**What to work on:** Only an exact copy of the listing below will do.

===== Source information =====

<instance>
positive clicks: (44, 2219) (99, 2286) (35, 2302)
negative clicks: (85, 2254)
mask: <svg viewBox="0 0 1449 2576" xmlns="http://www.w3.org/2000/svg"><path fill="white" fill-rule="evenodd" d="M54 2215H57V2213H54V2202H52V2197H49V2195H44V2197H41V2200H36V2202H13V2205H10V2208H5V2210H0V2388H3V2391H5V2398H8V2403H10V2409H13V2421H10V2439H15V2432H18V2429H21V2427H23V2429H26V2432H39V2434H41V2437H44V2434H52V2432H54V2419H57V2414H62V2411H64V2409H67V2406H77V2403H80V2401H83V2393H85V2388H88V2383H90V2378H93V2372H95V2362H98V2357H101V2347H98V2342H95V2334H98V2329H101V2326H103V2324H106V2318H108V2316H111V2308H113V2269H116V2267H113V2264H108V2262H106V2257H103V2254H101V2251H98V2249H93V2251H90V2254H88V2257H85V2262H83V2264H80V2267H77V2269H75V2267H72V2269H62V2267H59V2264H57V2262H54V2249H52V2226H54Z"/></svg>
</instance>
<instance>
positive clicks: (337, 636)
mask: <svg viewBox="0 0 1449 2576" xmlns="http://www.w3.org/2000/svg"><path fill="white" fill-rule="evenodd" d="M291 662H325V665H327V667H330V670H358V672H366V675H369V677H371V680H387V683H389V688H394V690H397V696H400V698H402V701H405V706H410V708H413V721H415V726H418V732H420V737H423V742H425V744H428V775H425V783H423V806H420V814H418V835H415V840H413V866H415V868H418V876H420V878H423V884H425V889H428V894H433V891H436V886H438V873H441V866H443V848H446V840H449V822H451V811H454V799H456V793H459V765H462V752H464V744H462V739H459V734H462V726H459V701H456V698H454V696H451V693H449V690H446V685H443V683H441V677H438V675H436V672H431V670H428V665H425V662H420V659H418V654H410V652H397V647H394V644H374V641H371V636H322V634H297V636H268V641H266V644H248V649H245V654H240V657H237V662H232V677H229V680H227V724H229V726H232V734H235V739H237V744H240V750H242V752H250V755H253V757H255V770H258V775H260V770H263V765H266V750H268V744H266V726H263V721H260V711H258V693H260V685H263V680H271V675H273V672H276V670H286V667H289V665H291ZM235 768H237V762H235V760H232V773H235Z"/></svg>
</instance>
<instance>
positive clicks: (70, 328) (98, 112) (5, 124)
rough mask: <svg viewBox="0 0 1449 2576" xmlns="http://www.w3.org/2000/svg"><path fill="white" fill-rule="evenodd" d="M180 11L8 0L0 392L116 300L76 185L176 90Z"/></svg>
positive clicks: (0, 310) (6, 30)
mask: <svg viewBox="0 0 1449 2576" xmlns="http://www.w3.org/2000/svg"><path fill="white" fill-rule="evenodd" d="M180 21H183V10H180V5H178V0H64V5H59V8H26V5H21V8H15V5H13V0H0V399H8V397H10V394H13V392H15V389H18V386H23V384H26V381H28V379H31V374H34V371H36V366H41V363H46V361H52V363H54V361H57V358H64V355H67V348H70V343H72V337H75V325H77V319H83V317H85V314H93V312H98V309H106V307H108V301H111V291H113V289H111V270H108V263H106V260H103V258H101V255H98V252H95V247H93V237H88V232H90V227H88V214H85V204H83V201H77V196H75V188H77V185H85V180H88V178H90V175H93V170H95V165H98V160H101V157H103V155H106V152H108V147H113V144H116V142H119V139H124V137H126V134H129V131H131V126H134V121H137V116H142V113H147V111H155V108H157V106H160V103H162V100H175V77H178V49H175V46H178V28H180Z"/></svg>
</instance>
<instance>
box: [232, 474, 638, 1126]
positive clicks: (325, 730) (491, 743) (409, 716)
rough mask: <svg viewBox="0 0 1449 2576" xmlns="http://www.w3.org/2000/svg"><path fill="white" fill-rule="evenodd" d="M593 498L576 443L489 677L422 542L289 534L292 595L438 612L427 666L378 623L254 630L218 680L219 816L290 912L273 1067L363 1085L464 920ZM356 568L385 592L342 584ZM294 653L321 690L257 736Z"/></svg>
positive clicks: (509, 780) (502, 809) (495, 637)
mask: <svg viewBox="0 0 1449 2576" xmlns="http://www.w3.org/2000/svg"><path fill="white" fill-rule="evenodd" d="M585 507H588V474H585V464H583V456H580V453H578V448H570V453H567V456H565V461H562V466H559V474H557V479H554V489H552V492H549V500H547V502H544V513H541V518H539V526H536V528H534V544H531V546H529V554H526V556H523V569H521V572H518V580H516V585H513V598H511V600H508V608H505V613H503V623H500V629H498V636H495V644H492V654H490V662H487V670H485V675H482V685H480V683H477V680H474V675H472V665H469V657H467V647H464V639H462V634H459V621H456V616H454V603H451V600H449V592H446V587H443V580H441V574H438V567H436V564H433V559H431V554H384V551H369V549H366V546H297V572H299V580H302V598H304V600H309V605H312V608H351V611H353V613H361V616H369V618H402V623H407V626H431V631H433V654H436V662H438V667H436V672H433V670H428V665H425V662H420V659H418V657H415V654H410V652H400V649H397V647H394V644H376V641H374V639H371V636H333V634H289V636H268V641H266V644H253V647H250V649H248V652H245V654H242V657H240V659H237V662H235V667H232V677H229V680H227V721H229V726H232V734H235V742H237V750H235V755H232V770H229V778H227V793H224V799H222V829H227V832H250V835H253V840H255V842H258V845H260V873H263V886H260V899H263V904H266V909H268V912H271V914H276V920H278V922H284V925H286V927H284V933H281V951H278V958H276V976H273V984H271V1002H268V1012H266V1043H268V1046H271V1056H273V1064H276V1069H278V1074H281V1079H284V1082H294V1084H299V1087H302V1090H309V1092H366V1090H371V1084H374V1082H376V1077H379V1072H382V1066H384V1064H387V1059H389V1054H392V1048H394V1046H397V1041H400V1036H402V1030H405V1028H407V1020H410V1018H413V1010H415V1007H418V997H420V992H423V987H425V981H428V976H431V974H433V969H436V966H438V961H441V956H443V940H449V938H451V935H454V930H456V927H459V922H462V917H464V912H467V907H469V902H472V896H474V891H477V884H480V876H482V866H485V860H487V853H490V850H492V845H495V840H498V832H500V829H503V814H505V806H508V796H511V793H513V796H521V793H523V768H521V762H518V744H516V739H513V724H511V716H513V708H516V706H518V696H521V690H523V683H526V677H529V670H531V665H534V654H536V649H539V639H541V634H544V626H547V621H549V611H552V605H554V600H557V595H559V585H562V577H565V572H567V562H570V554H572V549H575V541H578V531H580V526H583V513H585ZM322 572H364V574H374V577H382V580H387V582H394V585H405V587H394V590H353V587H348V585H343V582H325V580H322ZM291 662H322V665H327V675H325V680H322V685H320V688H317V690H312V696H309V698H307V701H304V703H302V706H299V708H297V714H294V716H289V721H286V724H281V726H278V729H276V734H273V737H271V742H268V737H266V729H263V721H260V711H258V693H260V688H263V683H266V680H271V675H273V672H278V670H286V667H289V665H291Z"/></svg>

=====

**Answer to this exercise:**
<instance>
positive clicks: (44, 2219) (99, 2286) (35, 2302)
negative clicks: (85, 2254)
mask: <svg viewBox="0 0 1449 2576" xmlns="http://www.w3.org/2000/svg"><path fill="white" fill-rule="evenodd" d="M54 2215H57V2213H54V2202H52V2197H49V2195H44V2197H41V2200H36V2202H13V2205H10V2208H5V2210H0V2388H3V2391H5V2398H8V2403H10V2409H13V2421H10V2439H15V2432H18V2429H21V2427H23V2429H26V2432H39V2434H41V2437H44V2434H52V2432H54V2419H57V2414H62V2411H64V2409H67V2406H77V2403H80V2401H83V2393H85V2388H88V2383H90V2378H93V2372H95V2362H98V2357H101V2347H98V2342H95V2334H98V2329H101V2326H103V2324H106V2318H108V2316H111V2308H113V2269H116V2267H113V2264H108V2262H106V2257H103V2254H101V2251H98V2249H93V2251H90V2254H88V2257H85V2262H83V2264H80V2267H77V2269H75V2267H72V2269H62V2267H59V2264H57V2262H54V2249H52V2226H54Z"/></svg>
</instance>
<instance>
positive clicks: (337, 636)
mask: <svg viewBox="0 0 1449 2576" xmlns="http://www.w3.org/2000/svg"><path fill="white" fill-rule="evenodd" d="M291 662H325V665H327V667H330V670H358V672H366V675H369V677H371V680H387V683H389V688H394V690H397V696H400V698H402V701H405V706H410V708H413V721H415V726H418V732H420V737H423V742H425V744H428V775H425V783H423V806H420V814H418V835H415V840H413V866H415V868H418V876H420V878H423V884H425V889H428V894H433V891H436V886H438V873H441V866H443V848H446V840H449V822H451V811H454V799H456V793H459V765H462V752H464V744H462V739H459V734H462V726H459V701H456V698H454V696H451V693H449V690H446V685H443V683H441V677H438V675H436V672H431V670H428V665H425V662H420V659H418V654H410V652H397V647H394V644H374V641H371V636H322V634H297V636H268V641H266V644H248V649H245V654H240V657H237V662H232V677H229V680H227V724H229V726H232V734H235V739H237V744H240V750H242V752H250V755H253V757H255V770H258V775H260V770H263V765H266V750H268V744H266V726H263V721H260V711H258V693H260V685H263V680H271V675H273V672H276V670H286V667H289V665H291ZM235 768H237V762H235V760H232V773H235Z"/></svg>
</instance>
<instance>
positive clicks: (70, 328) (98, 112) (5, 124)
rough mask: <svg viewBox="0 0 1449 2576" xmlns="http://www.w3.org/2000/svg"><path fill="white" fill-rule="evenodd" d="M180 11L8 0L0 392L116 300L76 185L176 90Z"/></svg>
positive clicks: (0, 310) (6, 30)
mask: <svg viewBox="0 0 1449 2576" xmlns="http://www.w3.org/2000/svg"><path fill="white" fill-rule="evenodd" d="M180 21H183V10H180V5H178V0H64V5H59V8H26V5H21V8H15V5H13V0H0V399H8V397H10V394H13V392H15V389H18V386H23V384H26V381H28V379H31V374H34V371H36V366H41V363H46V361H52V363H54V361H57V358H64V355H67V348H70V343H72V337H75V325H77V319H83V317H85V314H93V312H98V309H106V307H108V301H111V291H113V289H111V270H108V263H106V260H103V258H101V255H98V252H95V247H93V237H88V232H90V227H88V214H85V204H83V201H77V196H75V188H77V185H85V180H88V178H90V175H93V170H95V165H98V160H101V157H103V155H106V152H108V147H113V144H116V142H119V139H124V137H126V134H129V131H131V126H134V121H137V116H142V113H147V111H155V108H157V106H160V103H162V100H175V77H178V49H175V46H178V28H180Z"/></svg>
</instance>
<instance>
box: [232, 474, 638, 1126]
positive clicks: (325, 730) (491, 743) (409, 716)
rough mask: <svg viewBox="0 0 1449 2576" xmlns="http://www.w3.org/2000/svg"><path fill="white" fill-rule="evenodd" d="M593 498L576 443L489 677L422 542L289 534L292 595L438 612L427 666L378 623L254 630L218 680L219 816L290 912L273 1067L363 1085L464 920ZM356 568L385 592L342 584ZM294 653L321 690L257 736Z"/></svg>
positive clicks: (509, 780) (502, 809) (495, 637)
mask: <svg viewBox="0 0 1449 2576" xmlns="http://www.w3.org/2000/svg"><path fill="white" fill-rule="evenodd" d="M585 507H588V474H585V464H583V456H580V453H578V448H570V453H567V456H565V461H562V466H559V474H557V479H554V489H552V492H549V500H547V502H544V513H541V518H539V526H536V528H534V544H531V546H529V554H526V556H523V569H521V572H518V580H516V585H513V598H511V600H508V608H505V613H503V623H500V629H498V636H495V644H492V654H490V662H487V670H485V675H482V685H480V683H477V680H474V675H472V665H469V657H467V647H464V639H462V634H459V621H456V616H454V603H451V600H449V592H446V587H443V580H441V574H438V567H436V564H433V559H431V554H384V551H369V549H366V546H297V572H299V580H302V598H304V600H309V605H312V608H351V611H353V613H361V616H369V618H402V623H407V626H431V631H433V654H436V662H438V667H436V672H433V670H428V665H425V662H420V659H418V657H415V654H410V652H400V649H397V647H394V644H376V641H374V639H371V636H333V634H289V636H268V641H266V644H253V647H250V649H248V652H245V654H242V657H240V659H237V662H235V667H232V677H229V680H227V721H229V726H232V734H235V742H237V750H235V755H232V770H229V778H227V793H224V799H222V829H227V832H250V835H253V840H255V842H258V845H260V873H263V886H260V899H263V904H266V909H268V912H271V914H276V920H278V922H284V925H286V927H284V933H281V951H278V958H276V976H273V984H271V1002H268V1012H266V1043H268V1046H271V1056H273V1064H276V1069H278V1074H281V1079H284V1082H294V1084H299V1087H302V1090H309V1092H366V1090H371V1084H374V1082H376V1077H379V1072H382V1066H384V1064H387V1059H389V1054H392V1048H394V1046H397V1041H400V1036H402V1030H405V1028H407V1020H410V1018H413V1010H415V1007H418V997H420V992H423V987H425V981H428V976H431V974H433V969H436V966H438V961H441V956H443V940H449V938H451V935H454V930H456V927H459V922H462V917H464V912H467V907H469V902H472V896H474V891H477V884H480V876H482V866H485V860H487V853H490V850H492V845H495V840H498V832H500V829H503V814H505V806H508V796H511V793H513V796H521V793H523V768H521V762H518V744H516V739H513V724H511V716H513V708H516V706H518V696H521V690H523V683H526V677H529V670H531V665H534V654H536V649H539V639H541V634H544V626H547V621H549V611H552V605H554V600H557V595H559V585H562V577H565V572H567V562H570V554H572V549H575V541H578V531H580V526H583V513H585ZM322 572H364V574H374V577H382V580H387V582H394V585H405V587H394V590H353V587H348V585H343V582H325V580H322ZM291 662H322V665H327V675H325V680H322V685H320V688H317V690H312V696H309V698H307V701H304V703H302V706H299V708H297V714H294V716H289V721H286V724H281V726H278V729H276V734H273V737H271V742H268V737H266V729H263V721H260V711H258V693H260V688H263V683H266V680H271V675H273V672H278V670H286V667H289V665H291Z"/></svg>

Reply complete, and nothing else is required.